**RECORDS**
+ + + +

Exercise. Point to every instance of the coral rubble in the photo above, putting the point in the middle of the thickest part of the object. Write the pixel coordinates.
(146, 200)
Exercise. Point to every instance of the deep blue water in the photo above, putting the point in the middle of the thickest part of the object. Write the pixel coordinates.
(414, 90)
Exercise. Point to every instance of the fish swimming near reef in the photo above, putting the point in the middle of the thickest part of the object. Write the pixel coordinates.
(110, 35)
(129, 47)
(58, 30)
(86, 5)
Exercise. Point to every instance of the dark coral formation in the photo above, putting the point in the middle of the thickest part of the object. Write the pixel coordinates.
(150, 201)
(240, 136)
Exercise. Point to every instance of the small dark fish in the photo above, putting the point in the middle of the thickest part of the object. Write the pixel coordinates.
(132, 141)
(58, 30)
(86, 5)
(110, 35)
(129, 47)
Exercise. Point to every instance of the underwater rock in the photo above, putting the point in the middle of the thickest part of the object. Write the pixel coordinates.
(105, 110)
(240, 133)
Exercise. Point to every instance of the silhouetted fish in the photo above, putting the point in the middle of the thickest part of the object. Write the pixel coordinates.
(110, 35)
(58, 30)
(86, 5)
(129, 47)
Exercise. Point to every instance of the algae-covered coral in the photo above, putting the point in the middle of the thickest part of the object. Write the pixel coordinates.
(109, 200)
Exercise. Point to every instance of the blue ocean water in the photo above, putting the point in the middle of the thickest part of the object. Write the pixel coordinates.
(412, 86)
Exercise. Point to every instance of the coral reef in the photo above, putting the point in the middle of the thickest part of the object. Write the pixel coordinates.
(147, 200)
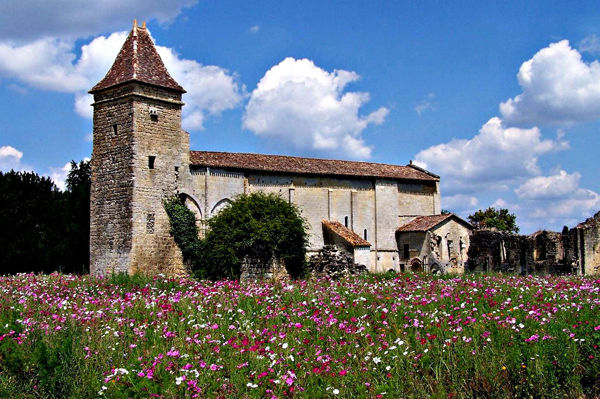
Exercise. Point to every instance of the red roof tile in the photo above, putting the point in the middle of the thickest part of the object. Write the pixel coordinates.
(310, 166)
(345, 233)
(424, 223)
(138, 61)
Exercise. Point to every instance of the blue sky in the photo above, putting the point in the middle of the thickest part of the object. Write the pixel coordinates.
(502, 100)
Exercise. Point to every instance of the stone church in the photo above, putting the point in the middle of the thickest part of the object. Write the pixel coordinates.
(386, 216)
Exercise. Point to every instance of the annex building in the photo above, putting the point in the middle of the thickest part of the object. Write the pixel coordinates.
(387, 216)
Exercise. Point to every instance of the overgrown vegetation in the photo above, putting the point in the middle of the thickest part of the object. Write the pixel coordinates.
(407, 335)
(261, 226)
(43, 229)
(500, 219)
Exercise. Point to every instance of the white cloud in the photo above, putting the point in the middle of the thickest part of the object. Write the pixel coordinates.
(59, 176)
(459, 202)
(558, 88)
(556, 199)
(210, 89)
(27, 20)
(498, 155)
(51, 64)
(560, 185)
(304, 106)
(590, 44)
(10, 158)
(425, 105)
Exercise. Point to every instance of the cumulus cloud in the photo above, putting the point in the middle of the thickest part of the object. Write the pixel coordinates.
(459, 202)
(59, 176)
(590, 44)
(28, 20)
(210, 89)
(496, 156)
(425, 105)
(302, 105)
(52, 64)
(558, 88)
(557, 199)
(10, 158)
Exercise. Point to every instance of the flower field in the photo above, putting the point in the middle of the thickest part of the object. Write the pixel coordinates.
(377, 336)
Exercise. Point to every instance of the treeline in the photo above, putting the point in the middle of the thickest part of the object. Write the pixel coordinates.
(43, 229)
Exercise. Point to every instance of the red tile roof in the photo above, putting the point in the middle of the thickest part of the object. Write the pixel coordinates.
(424, 223)
(345, 233)
(310, 166)
(138, 61)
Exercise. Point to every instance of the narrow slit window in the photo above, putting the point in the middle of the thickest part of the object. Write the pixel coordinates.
(150, 223)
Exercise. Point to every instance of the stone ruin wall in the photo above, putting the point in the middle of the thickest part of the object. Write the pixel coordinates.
(575, 250)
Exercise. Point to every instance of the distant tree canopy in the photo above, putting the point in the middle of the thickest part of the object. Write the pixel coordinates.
(259, 225)
(500, 219)
(41, 228)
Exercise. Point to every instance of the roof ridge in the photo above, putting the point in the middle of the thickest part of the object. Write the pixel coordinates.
(318, 159)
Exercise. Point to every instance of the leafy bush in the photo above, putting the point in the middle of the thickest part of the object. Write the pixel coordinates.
(261, 226)
(500, 219)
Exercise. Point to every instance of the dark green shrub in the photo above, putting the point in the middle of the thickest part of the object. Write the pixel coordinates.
(263, 226)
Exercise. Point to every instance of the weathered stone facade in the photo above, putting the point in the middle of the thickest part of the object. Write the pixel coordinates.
(437, 243)
(575, 250)
(141, 156)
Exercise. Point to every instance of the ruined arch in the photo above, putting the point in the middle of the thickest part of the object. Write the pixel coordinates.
(219, 206)
(416, 265)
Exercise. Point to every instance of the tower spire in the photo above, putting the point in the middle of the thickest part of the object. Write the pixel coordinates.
(139, 61)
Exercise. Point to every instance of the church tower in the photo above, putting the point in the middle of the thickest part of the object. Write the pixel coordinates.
(139, 152)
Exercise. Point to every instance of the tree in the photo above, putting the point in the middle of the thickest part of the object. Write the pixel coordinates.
(31, 225)
(41, 228)
(77, 218)
(500, 219)
(258, 225)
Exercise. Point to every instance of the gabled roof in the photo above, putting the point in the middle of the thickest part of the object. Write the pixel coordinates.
(310, 166)
(424, 223)
(345, 233)
(138, 61)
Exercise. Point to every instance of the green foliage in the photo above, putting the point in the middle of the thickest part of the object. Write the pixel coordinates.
(500, 219)
(41, 228)
(183, 229)
(31, 223)
(258, 225)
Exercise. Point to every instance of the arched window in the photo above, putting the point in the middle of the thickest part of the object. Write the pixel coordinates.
(219, 206)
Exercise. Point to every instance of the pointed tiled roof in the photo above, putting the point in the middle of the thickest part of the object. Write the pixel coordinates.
(300, 165)
(345, 233)
(138, 61)
(424, 223)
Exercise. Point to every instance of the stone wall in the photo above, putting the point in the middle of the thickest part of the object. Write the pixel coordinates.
(136, 163)
(588, 245)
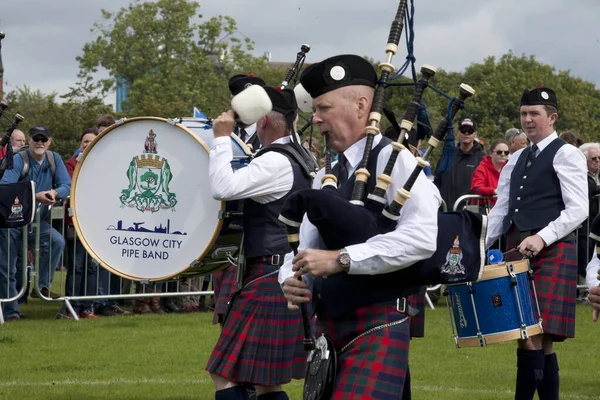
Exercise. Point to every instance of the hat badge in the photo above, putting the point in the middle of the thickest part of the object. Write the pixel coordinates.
(337, 73)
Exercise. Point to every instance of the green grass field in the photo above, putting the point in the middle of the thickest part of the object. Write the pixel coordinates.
(163, 357)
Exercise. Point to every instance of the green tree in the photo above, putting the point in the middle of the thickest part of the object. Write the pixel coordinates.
(170, 61)
(65, 120)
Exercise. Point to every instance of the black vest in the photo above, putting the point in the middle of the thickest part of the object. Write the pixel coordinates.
(342, 293)
(535, 197)
(264, 234)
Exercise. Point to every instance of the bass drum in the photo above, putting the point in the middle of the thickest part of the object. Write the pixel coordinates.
(142, 204)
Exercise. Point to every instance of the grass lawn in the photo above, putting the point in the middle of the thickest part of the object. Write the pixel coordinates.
(163, 357)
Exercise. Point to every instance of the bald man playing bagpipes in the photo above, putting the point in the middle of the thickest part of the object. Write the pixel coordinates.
(360, 300)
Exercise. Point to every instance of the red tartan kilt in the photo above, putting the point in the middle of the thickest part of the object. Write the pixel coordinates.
(555, 278)
(373, 367)
(224, 285)
(261, 339)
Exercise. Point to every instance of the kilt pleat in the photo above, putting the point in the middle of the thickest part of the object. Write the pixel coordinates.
(261, 339)
(374, 366)
(417, 322)
(555, 278)
(224, 285)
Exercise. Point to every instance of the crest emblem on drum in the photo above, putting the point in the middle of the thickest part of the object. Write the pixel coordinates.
(453, 266)
(16, 211)
(149, 177)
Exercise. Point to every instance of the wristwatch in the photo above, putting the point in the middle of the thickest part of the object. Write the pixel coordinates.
(343, 260)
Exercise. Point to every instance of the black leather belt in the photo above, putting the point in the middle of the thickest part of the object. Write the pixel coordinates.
(274, 259)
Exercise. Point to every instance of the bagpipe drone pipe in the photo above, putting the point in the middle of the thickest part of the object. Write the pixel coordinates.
(460, 252)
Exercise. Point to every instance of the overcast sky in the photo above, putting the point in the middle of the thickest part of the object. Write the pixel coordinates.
(43, 37)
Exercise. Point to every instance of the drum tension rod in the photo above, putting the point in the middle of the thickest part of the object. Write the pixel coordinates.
(230, 214)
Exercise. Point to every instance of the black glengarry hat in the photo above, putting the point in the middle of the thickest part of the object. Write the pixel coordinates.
(336, 72)
(284, 102)
(238, 83)
(539, 96)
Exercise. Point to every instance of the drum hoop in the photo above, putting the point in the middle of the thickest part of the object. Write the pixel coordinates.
(494, 271)
(499, 337)
(78, 231)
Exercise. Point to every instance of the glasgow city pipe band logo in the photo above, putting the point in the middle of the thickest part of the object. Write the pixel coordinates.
(149, 178)
(453, 267)
(16, 211)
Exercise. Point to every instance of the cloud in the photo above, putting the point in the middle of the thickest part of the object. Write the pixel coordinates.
(43, 38)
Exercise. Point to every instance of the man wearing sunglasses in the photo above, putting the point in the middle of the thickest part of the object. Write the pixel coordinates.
(51, 184)
(456, 181)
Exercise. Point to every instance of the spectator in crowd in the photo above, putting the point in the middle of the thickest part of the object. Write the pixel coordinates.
(51, 184)
(17, 141)
(485, 178)
(81, 269)
(456, 181)
(104, 122)
(516, 139)
(585, 247)
(572, 138)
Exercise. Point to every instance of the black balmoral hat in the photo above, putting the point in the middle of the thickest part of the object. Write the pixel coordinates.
(539, 96)
(238, 83)
(336, 72)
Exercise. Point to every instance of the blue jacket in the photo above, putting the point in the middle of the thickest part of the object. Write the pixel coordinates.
(41, 174)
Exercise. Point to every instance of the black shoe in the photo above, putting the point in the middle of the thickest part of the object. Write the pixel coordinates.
(105, 311)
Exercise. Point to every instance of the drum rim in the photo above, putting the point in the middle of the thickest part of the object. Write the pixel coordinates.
(499, 337)
(72, 197)
(494, 271)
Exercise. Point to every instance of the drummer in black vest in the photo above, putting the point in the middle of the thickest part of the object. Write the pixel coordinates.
(355, 306)
(542, 199)
(261, 340)
(224, 282)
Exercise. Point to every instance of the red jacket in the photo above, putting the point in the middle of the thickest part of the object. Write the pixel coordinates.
(485, 179)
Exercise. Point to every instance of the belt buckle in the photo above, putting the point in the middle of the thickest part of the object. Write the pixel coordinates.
(401, 305)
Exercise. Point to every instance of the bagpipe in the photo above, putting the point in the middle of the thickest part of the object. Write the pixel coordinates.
(343, 223)
(7, 160)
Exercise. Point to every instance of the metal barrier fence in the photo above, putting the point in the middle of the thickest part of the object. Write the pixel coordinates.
(82, 271)
(100, 284)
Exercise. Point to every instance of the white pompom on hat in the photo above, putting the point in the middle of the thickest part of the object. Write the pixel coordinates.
(252, 104)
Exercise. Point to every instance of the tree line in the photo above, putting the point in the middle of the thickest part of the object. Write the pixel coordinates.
(173, 59)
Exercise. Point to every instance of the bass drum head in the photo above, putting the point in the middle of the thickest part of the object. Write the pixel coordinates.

+ + + +

Reproduce the listing above exactly from the line containing "Exercise. Point to every instance of the white pompom" through its last line, with both of those lines included.

Exercise. Point to every instance of the white pompom on hat in the photo above, putting the point in the middle of the thickest part of the object. Write the pixel coordinates.
(252, 104)
Exercise. Point to every instance of the tree line in the photo above, putting the point in the middle of the thickest part of the object. Write the pixel coordinates.
(173, 59)
Exercise. Point to every instance of the bass drum head in the photo above, putting the point in the middle of the thickest part of the object. Write the pixel coordinates.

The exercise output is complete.